The 'unfilmable' becomes filmable as slew of sweeping books leap to big screen - Winnipeg Free Press | Literature & Psychology | Scoop.it
The 'unfilmable' becomes filmable as slew of sweeping books leap to big screen Winnipeg Free Press

 

TORONTO - It would appear that labelling a book unfilmable is a sure-fire way to get a filmmaker's attention.

 

How else to explain the multitude of book-inspired features currently at the multiplex, a good number of them drawn from challenging literary works chock full of the very things popular cinema generally tries to avoid?

 

Rambling storylines, monumental themes, complex structures, detours into wild fantasy and innumerable characters are proving little impediment to the perennial search for the next big blockbuster.

 

This week, Yann Martel's long-considered-unfilmable tale "Life of Pi" appears in theatres as a 3D spectacle, the painstaking work of Oscar-winning director Ang Lee.

◇ ◇ ◇

▶ EXERCISE DETAILS:
Decide whether each statement agrees with the article on unfilmable books. Answer yes or no and quote the words from the article that decide it.
1. Ang Lee directed the film of "Life of Pi."
2. "Life of Pi" reaches theaters as a 2D film.
3. Complex structures are keeping filmmakers from looking for the next big blockbuster.
The listing that comes next is separate material with no connection to the article.

▶ DATA EXCERPT:

◇ ◇ ◇

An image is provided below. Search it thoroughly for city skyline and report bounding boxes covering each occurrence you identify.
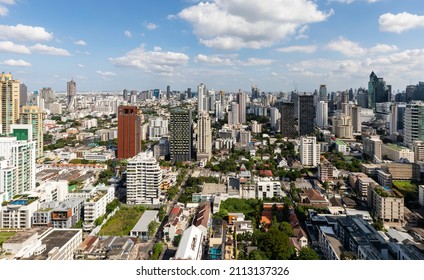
[0,0,424,92]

◇ ◇ ◇

▶ TASK RESULT:
1. Yes: "the painstaking work of Oscar-winning director Ang Lee"
2. No: "appears in theatres as a 3D spectacle"
3. No: "are proving little impediment to the perennial search for the next big blockbuster"